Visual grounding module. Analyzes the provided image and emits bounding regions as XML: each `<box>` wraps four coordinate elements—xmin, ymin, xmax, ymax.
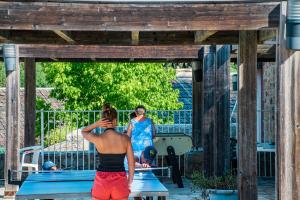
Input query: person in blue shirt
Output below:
<box><xmin>126</xmin><ymin>105</ymin><xmax>156</xmax><ymax>165</ymax></box>
<box><xmin>42</xmin><ymin>161</ymin><xmax>57</xmax><ymax>171</ymax></box>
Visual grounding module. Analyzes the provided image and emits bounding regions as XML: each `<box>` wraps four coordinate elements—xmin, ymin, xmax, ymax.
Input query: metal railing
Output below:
<box><xmin>37</xmin><ymin>110</ymin><xmax>192</xmax><ymax>173</ymax></box>
<box><xmin>36</xmin><ymin>109</ymin><xmax>275</xmax><ymax>177</ymax></box>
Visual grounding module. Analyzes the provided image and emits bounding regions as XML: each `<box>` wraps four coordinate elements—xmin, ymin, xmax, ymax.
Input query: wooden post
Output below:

==================================================

● WHAT YOU NEED TO DO
Repeat the entries faithfully. Any picture gets left out.

● FINISHED EXERCISE
Visual grounding module. Analyzes the provided image and emits bounding regions as XML: each `<box>` wraps four coordinate elements—xmin, ymin, xmax, ymax.
Input query: person in blue shirt
Output below:
<box><xmin>126</xmin><ymin>105</ymin><xmax>156</xmax><ymax>165</ymax></box>
<box><xmin>42</xmin><ymin>161</ymin><xmax>57</xmax><ymax>171</ymax></box>
Visual grounding module. Analyzes the provided image and emits bounding regions as XML: each `<box>` wraps four coordinate elements—xmin, ymin, xmax, ymax.
Input query: metal railing
Output below:
<box><xmin>37</xmin><ymin>110</ymin><xmax>192</xmax><ymax>173</ymax></box>
<box><xmin>36</xmin><ymin>109</ymin><xmax>275</xmax><ymax>177</ymax></box>
Visual grounding module. Analyzes the provided image and emits bounding regions as XML: each `<box>` wraps four coordinate elements—xmin, ymin, xmax, ymax.
Input query: wooden post
Output below:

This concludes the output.